■ Aim of the task ■
Reproduce each line of the records below without any change.
*****
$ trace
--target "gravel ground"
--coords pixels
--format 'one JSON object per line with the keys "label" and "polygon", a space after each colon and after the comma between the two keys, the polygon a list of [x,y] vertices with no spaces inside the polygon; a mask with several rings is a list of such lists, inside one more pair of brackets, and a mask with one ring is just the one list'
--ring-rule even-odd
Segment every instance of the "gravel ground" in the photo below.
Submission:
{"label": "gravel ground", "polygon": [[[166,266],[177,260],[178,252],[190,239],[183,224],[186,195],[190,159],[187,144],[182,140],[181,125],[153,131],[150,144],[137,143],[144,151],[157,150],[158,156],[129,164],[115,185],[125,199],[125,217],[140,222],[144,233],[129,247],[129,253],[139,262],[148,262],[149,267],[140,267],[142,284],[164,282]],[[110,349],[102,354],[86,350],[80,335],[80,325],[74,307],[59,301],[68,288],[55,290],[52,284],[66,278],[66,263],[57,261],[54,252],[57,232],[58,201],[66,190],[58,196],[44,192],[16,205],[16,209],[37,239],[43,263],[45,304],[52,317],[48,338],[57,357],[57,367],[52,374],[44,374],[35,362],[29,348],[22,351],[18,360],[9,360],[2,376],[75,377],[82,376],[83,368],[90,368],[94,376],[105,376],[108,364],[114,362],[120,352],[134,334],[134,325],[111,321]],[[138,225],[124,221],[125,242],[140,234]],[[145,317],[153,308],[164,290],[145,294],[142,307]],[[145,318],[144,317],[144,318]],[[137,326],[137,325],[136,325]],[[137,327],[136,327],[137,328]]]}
*****
■ Response to the task ■
$ trace
--target "gravel ground"
--coords pixels
--format 'one JSON object per line with the keys "label" and "polygon", a space after each colon and after the comma between the two keys, the polygon a list of [x,y] vertices with no spaces inside the polygon; a mask with several rings is a list of such lists, inside one more pair of brackets, and a mask with one ring is just the one list'
--ring-rule even-odd
Segment every instance of the "gravel ground" in the photo below.
Submission:
{"label": "gravel ground", "polygon": [[[166,266],[177,260],[178,252],[190,239],[183,224],[186,195],[190,159],[187,144],[182,140],[181,125],[153,131],[150,144],[137,143],[144,151],[157,150],[158,156],[129,164],[115,185],[125,199],[125,217],[140,222],[144,233],[129,247],[129,253],[139,262],[148,262],[149,267],[140,267],[142,284],[164,282]],[[110,349],[102,354],[86,350],[80,335],[80,325],[74,307],[59,301],[68,288],[55,290],[52,284],[66,278],[66,263],[57,261],[54,252],[57,232],[58,201],[66,190],[58,196],[44,192],[16,205],[16,209],[37,239],[43,263],[45,304],[52,317],[48,338],[57,357],[57,367],[52,374],[44,374],[35,362],[29,348],[22,351],[18,360],[9,360],[2,376],[75,377],[82,376],[83,368],[90,368],[94,376],[105,376],[108,364],[114,362],[120,352],[134,334],[134,325],[111,321]],[[138,225],[124,221],[125,242],[140,234]],[[145,317],[153,308],[164,290],[145,294],[142,307]],[[145,318],[144,317],[144,318]],[[137,326],[137,325],[136,325]],[[137,327],[136,327],[137,328]]]}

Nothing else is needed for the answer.